Goal of the exercise: Put the following lines into a numbered list, leaving out any blank lines.

Material supplied:
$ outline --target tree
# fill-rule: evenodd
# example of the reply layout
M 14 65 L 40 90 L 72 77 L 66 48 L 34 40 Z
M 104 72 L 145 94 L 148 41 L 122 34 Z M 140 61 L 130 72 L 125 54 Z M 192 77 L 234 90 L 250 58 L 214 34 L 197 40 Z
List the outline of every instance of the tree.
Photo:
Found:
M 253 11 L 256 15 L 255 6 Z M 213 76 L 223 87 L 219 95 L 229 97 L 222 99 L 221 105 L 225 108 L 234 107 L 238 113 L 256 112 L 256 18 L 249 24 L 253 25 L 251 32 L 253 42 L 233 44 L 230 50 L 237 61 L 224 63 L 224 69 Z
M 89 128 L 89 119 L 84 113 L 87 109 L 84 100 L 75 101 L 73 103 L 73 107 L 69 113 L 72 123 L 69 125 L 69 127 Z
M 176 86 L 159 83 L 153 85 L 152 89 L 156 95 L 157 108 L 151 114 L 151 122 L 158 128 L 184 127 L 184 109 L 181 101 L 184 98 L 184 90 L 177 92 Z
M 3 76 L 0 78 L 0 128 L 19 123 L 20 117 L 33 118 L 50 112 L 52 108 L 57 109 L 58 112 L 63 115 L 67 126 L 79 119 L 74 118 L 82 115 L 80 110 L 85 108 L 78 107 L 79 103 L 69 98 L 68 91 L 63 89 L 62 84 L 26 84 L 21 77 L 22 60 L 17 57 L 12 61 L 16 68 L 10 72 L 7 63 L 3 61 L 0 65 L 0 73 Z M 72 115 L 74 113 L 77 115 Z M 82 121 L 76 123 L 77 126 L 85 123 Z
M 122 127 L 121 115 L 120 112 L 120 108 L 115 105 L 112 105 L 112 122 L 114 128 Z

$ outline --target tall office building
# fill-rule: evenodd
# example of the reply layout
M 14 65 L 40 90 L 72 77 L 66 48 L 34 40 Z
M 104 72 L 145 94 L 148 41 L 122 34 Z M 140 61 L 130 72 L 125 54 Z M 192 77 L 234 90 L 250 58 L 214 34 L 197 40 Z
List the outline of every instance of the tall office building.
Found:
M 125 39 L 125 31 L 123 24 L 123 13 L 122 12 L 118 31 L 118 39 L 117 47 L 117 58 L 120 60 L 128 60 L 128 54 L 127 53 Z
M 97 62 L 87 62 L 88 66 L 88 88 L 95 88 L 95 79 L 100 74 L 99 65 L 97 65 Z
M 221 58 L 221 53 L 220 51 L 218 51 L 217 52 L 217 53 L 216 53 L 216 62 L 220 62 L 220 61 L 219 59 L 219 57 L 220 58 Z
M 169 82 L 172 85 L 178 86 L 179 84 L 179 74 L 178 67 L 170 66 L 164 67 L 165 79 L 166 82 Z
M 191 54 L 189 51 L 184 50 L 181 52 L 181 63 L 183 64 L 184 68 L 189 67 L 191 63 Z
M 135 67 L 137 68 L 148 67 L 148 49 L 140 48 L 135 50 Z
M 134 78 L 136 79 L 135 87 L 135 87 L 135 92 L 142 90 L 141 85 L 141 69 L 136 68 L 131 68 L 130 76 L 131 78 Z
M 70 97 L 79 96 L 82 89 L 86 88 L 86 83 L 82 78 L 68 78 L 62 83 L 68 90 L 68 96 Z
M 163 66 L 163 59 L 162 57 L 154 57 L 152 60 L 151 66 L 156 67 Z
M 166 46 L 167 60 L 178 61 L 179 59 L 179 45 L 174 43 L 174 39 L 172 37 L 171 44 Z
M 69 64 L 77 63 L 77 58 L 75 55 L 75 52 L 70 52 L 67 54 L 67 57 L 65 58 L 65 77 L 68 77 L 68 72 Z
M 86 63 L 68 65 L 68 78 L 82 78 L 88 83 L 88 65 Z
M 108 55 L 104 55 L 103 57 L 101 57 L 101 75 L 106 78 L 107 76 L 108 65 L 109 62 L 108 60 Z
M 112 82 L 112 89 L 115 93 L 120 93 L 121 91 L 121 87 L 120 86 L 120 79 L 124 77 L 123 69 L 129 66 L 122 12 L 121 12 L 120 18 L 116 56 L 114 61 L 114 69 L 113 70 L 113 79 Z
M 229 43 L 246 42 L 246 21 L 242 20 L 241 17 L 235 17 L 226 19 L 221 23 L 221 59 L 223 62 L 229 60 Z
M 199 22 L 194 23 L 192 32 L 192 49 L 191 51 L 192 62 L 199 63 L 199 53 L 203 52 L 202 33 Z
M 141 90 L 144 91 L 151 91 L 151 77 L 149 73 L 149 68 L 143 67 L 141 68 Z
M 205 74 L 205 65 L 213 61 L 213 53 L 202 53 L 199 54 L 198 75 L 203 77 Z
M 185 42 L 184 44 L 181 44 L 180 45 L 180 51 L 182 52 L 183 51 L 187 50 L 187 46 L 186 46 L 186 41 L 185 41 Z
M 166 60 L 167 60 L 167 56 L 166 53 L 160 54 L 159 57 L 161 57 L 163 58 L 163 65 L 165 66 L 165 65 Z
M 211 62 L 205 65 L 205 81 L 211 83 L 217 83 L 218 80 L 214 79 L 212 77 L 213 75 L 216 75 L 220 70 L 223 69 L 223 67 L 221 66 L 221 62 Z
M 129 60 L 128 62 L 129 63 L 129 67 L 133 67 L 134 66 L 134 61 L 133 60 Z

Task output:
1. $ outline --target tree
2. # fill-rule: evenodd
3. # example of the reply layout
4. M 14 65 L 40 90 L 72 77 L 66 48 L 34 40 Z
5. M 104 72 L 145 94 L 148 41 L 122 34 Z M 140 61 L 130 72 L 125 54 Z M 192 77 L 234 90 L 250 58 L 214 34 L 197 40 Z
6. List the outline of every instance of the tree.
7. Photo:
8. Found:
9. M 253 11 L 256 15 L 255 6 Z M 213 76 L 223 87 L 219 95 L 229 97 L 222 99 L 221 105 L 225 108 L 234 107 L 238 113 L 256 112 L 256 18 L 249 24 L 253 25 L 251 32 L 253 42 L 233 44 L 230 50 L 237 61 L 224 63 L 224 69 Z
10. M 89 128 L 89 119 L 84 113 L 87 109 L 84 100 L 75 101 L 73 103 L 73 107 L 69 113 L 72 123 L 69 125 L 69 127 Z
11. M 176 86 L 159 83 L 153 85 L 152 89 L 156 95 L 157 108 L 151 114 L 151 122 L 158 128 L 184 127 L 184 109 L 181 101 L 184 98 L 184 90 L 177 92 Z
12. M 3 76 L 0 78 L 0 128 L 19 123 L 20 117 L 33 118 L 50 112 L 52 108 L 57 109 L 58 112 L 63 115 L 67 126 L 79 119 L 74 118 L 82 115 L 80 110 L 85 108 L 78 107 L 79 103 L 69 98 L 68 91 L 63 89 L 62 84 L 26 84 L 21 77 L 22 60 L 17 57 L 12 61 L 16 68 L 10 72 L 7 63 L 3 61 L 0 65 L 0 73 Z M 72 115 L 74 113 L 77 115 Z M 82 121 L 76 123 L 77 126 L 85 123 Z
13. M 122 127 L 121 115 L 120 112 L 120 108 L 115 105 L 112 105 L 112 122 L 114 128 Z
14. $ outline --target tall office building
15. # fill-rule: evenodd
16. # example of the reply layout
17. M 14 65 L 40 90 L 72 77 L 66 48 L 34 40 Z
18. M 104 72 L 145 94 L 148 41 L 122 34 Z M 140 61 L 130 72 L 125 54 Z M 192 77 L 234 90 L 250 58 L 214 34 L 197 40 Z
19. List the outline of every instance of the tall office building.
20. Found:
21. M 125 39 L 125 31 L 123 24 L 123 13 L 122 12 L 118 31 L 118 39 L 117 47 L 117 58 L 120 60 L 128 60 L 128 54 L 127 53 Z
22. M 97 62 L 87 62 L 88 66 L 88 88 L 95 88 L 95 79 L 100 74 L 99 65 L 97 65 Z
23. M 221 58 L 221 53 L 220 51 L 218 51 L 217 52 L 217 53 L 216 53 L 216 62 L 220 62 L 220 61 L 219 59 L 219 57 L 220 58 Z
24. M 169 82 L 172 85 L 178 86 L 179 84 L 179 74 L 178 67 L 170 66 L 164 67 L 165 79 L 166 82 Z
25. M 191 54 L 189 51 L 184 50 L 181 52 L 181 63 L 183 64 L 184 68 L 189 67 L 191 63 Z
26. M 135 67 L 137 68 L 148 67 L 148 49 L 140 48 L 135 50 Z
27. M 134 78 L 136 79 L 135 87 L 135 87 L 135 92 L 142 90 L 141 85 L 141 69 L 136 68 L 131 68 L 130 76 L 131 78 Z
28. M 70 97 L 79 96 L 82 89 L 86 88 L 86 83 L 82 78 L 68 78 L 62 83 L 68 90 L 68 96 Z
29. M 163 66 L 163 59 L 162 57 L 154 57 L 152 60 L 151 66 L 156 67 Z
30. M 166 46 L 167 60 L 178 61 L 179 59 L 179 45 L 174 43 L 174 39 L 172 37 L 171 44 Z
31. M 69 64 L 77 63 L 77 58 L 75 55 L 75 52 L 70 52 L 67 54 L 67 57 L 65 58 L 65 77 L 68 77 L 68 72 Z
32. M 86 63 L 68 65 L 68 78 L 82 78 L 88 83 L 88 65 Z
33. M 108 55 L 104 55 L 103 57 L 101 57 L 101 75 L 106 78 L 107 76 L 108 65 L 109 62 L 108 60 Z
34. M 112 82 L 112 89 L 115 93 L 120 93 L 121 91 L 121 87 L 120 86 L 120 79 L 124 77 L 123 69 L 129 66 L 122 12 L 121 12 L 120 18 L 116 56 L 114 61 L 114 69 L 113 70 L 113 79 Z
35. M 229 43 L 246 42 L 246 21 L 242 20 L 241 17 L 235 17 L 226 19 L 221 23 L 221 59 L 223 62 L 229 60 Z
36. M 199 22 L 194 23 L 192 32 L 192 49 L 191 51 L 192 62 L 199 63 L 199 53 L 203 52 L 202 33 Z
37. M 141 90 L 144 91 L 151 91 L 151 77 L 149 73 L 149 68 L 143 67 L 141 68 Z
38. M 205 74 L 205 65 L 213 61 L 213 53 L 202 53 L 199 54 L 198 75 L 203 77 Z
39. M 185 42 L 184 44 L 181 44 L 180 45 L 180 51 L 182 52 L 183 51 L 187 50 L 187 46 L 186 46 L 186 41 L 185 41 Z
40. M 166 60 L 167 60 L 167 56 L 166 53 L 160 54 L 159 57 L 161 57 L 163 58 L 163 65 L 165 66 L 165 65 Z
41. M 211 62 L 205 65 L 205 81 L 211 83 L 217 83 L 218 80 L 214 79 L 212 77 L 213 75 L 216 75 L 220 70 L 223 69 L 223 67 L 221 66 L 221 62 Z
42. M 129 60 L 128 62 L 129 63 L 129 67 L 133 67 L 134 66 L 134 61 L 133 60 Z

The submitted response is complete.